TEXT:
┏━━
Hammered dulcimer musical instrument

The cimbalom (/ˈsɪmbələm, -ˌlɒm/; /hu/; also cimbal or concert cimbalom) is a type of chordophone composed of a large, trapezoidal box on legs with metal strings stretched across its top and a damping pedal underneath. It was designed and created by V. Josef Schunda in 1874 in Budapest, based on his modifications to the existing hammered dulcimer instruments which were already present in Central and Eastern Europe.

Today the instrument is mainly played in Hungary, Slovakia, Moravia, Belarus, Romania, Moldova, and Ukraine.

The cimbalom is typically played by striking two sticks, often with cotton-wound tips, against the strings which are on the top of the instrument. The steel treble strings are arranged in groups of 4 and are tuned in unison. The bass strings which are over-spun with copper, are arranged in groups of 3 and are also tuned in unison. The Hornbostel–Sachs musical instrument classification system registers the cimbalom with the number 314.122-4,5.

==History==

Taraf de Akácfa performing "Geamparale de la Clejani" on violin, accordion, double bass, and cimbalom.

The modern Hungarian concert cimbalom was designed and created by V. Josef Schunda in 1874 in Budapest based on his modifications to existing folk dulcimers. He demonstrated an early prototype with some improvements at the 1873 Vienna World's Fair, gaining praise from audiences and drawing the attention of highly-placed Hungarian politicians such as József Zichy, Gyula Andrássy, and King Franz Joseph. He then continued to work to modify and improve his design. He extended the length of the strings and redesigned the position of the bridges to improve the tone and musical range. He added heavy dampers which would allow a greater degree of control over the ringing of the strings, and a metal brace inside the instrument which would increase its stability. Four detachable legs were added to support this much larger instrument; its folkloric predecessors had usually been played on a barrel or table.
┗━━
EXTRACTED MATERIAL:
┏━━
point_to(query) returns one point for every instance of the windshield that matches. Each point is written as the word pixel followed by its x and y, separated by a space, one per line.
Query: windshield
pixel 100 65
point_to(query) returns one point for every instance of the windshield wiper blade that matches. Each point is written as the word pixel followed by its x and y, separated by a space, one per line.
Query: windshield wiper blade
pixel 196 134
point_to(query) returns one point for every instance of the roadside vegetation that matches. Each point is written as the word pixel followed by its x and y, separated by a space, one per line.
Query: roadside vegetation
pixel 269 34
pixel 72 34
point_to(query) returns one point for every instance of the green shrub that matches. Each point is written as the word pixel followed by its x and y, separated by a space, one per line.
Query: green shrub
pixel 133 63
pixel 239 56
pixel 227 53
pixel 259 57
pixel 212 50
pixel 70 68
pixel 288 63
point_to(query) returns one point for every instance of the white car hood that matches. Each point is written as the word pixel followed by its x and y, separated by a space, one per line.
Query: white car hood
┗━━
YOUR GOAL: Could you continue the cimbalom passage, picking up right after its last sentence about the four detachable legs?

YOUR RESPONSE:
Schunda began serial production of his concert cimbalom in 1874, manufacturing them in a piano shop located on Hajós utca, across the street from the Budapest Opera House in Pest. He also started to develop a playing method and school to popularize his new instrument, eventually recruiting Géza Allaga, a prominent musician and pedagogue, to publish method books. Prominent Hungarian musicians such as Franz Liszt became increasingly interested in the instrument and its possibilities. The instrument quickly became popular among the Bourgeoisie as well as Roma musicians, and by 1906, Schunda had produced over ten thousand instruments.

Walter Zev Feldman took to reintroducing the instrument for Jewish folk music and derivatives in the 1970s.

Concert cimbalom with a range of C to e′′′ made by Vencel József Schunda.

==Characteristics==
Concert instruments from Schunda onward are fully chromatic. The Schunda tuning system established a standard pitch range of four octaves plus a major 3rd; extending from C to e′′′ (Helmholtz pitch notation). The cimbalom has continued its development and modern concert instruments are often further expanded and have numerous refinements beyond Schunda's design. These instruments can now have a pitch range that extends five fully chromatic octaves from AA to a′′′.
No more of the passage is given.